WHAT IS BEING ASKED: Put each line of the records below into a numbered list, omitting any blank lines. Leave the pictures out of the list.

[Point placement records]

########################################

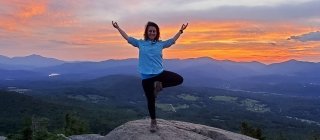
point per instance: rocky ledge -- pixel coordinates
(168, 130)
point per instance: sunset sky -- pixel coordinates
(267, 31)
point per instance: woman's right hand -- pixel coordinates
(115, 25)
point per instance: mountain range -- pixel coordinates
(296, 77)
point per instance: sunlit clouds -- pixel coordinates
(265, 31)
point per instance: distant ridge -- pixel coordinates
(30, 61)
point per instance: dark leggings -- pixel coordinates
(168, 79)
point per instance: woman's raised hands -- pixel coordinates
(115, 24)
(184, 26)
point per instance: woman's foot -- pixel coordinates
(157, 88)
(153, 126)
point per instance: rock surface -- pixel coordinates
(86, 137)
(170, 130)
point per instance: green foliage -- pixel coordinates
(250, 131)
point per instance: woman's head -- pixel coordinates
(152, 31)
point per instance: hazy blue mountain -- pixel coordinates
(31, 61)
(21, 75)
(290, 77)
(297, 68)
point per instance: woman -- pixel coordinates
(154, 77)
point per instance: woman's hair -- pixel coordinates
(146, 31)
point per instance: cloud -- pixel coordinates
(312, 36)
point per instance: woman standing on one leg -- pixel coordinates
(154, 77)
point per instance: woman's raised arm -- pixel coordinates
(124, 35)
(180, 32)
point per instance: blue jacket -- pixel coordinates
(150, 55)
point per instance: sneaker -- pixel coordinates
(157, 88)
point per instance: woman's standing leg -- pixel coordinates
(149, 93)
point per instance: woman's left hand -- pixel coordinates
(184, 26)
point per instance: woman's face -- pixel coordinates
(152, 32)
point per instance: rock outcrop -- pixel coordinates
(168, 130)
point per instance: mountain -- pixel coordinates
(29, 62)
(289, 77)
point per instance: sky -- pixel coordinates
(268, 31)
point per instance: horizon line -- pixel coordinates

########################################

TASK RESPONSE:
1. point per instance: rocky ledge -- pixel coordinates
2. (168, 130)
3. point per instance: sunset sky -- pixel coordinates
4. (267, 31)
5. point per instance: woman's right hand -- pixel coordinates
6. (115, 25)
7. point per instance: mountain range -- pixel coordinates
8. (296, 77)
9. point per instance: sunlit clouds -- pixel coordinates
10. (265, 31)
11. point per instance: distant ridge -- pixel coordinates
12. (30, 61)
13. point per instance: dark leggings -- pixel coordinates
14. (168, 79)
15. point per instance: woman's raised hands -- pixel coordinates
16. (115, 24)
17. (184, 26)
18. point per instance: woman's foot -- pixel coordinates
19. (157, 88)
20. (153, 126)
21. point per instance: rock surface -- pixel coordinates
22. (86, 137)
23. (170, 130)
24. point per instance: green foliage -- pixel coordinates
25. (250, 131)
26. point per instance: woman's head -- pixel coordinates
27. (152, 31)
28. point per instance: hazy blue mountain -- pixel coordinates
29. (31, 61)
30. (21, 75)
31. (290, 77)
32. (297, 68)
33. point per instance: woman -- pixel coordinates
34. (154, 77)
35. point per instance: woman's hair -- pixel coordinates
36. (146, 31)
37. point per instance: cloud -- pixel coordinates
38. (312, 36)
39. point per instance: woman standing on one leg -- pixel coordinates
40. (154, 77)
41. point per instance: woman's raised arm -- pixel coordinates
42. (124, 35)
43. (180, 32)
44. point per instance: blue jacket -- pixel coordinates
45. (150, 55)
46. point per instance: sneaker -- pixel coordinates
47. (157, 88)
48. point per instance: woman's standing leg -- pixel coordinates
49. (149, 93)
50. point per instance: woman's left hand -- pixel coordinates
51. (184, 26)
52. point per instance: woman's face -- pixel coordinates
53. (152, 32)
54. point per instance: rock outcrop -- pixel coordinates
55. (168, 130)
56. point per instance: mountain -- pixel coordinates
57. (29, 62)
58. (289, 77)
59. point per instance: sky -- pixel coordinates
60. (268, 31)
61. point per instance: horizon line -- pixel coordinates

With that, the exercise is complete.